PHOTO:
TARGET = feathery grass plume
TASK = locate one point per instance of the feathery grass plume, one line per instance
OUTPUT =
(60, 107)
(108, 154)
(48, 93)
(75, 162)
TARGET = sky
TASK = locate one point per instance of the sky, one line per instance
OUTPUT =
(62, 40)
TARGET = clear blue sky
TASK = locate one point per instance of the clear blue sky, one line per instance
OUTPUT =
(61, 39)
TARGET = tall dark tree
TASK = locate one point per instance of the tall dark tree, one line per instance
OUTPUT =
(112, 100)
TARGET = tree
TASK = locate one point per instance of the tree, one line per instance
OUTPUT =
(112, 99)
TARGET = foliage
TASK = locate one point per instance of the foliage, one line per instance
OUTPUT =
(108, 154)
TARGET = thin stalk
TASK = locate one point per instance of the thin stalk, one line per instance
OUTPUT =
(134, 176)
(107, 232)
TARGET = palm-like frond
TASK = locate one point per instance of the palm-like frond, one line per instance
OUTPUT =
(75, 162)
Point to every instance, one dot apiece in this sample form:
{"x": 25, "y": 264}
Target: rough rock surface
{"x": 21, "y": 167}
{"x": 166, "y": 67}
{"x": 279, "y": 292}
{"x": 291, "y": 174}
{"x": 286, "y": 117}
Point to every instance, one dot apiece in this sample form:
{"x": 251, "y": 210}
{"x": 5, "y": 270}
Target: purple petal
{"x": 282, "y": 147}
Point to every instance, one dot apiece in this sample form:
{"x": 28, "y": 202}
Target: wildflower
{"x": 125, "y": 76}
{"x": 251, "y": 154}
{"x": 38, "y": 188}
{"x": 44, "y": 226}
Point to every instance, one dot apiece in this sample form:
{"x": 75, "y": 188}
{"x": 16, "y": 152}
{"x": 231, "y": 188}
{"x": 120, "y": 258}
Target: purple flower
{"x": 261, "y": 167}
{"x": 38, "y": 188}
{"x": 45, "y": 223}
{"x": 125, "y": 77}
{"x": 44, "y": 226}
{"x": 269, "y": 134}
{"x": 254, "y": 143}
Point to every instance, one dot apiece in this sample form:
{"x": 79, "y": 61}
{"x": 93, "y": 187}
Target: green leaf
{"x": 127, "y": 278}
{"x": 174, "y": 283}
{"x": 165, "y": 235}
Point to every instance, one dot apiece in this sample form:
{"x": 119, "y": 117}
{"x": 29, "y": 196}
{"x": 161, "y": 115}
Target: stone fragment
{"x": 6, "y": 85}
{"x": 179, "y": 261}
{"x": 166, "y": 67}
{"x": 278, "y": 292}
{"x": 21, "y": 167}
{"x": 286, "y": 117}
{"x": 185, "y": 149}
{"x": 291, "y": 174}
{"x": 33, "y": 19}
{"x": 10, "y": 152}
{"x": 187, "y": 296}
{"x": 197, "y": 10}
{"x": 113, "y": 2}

▸ What is being asked: The answer must be all the lines above that hold the word "clear".

▸ Exercise solution:
TARGET = clear blue sky
TASK = locate one point per instance of the clear blue sky, one line per instance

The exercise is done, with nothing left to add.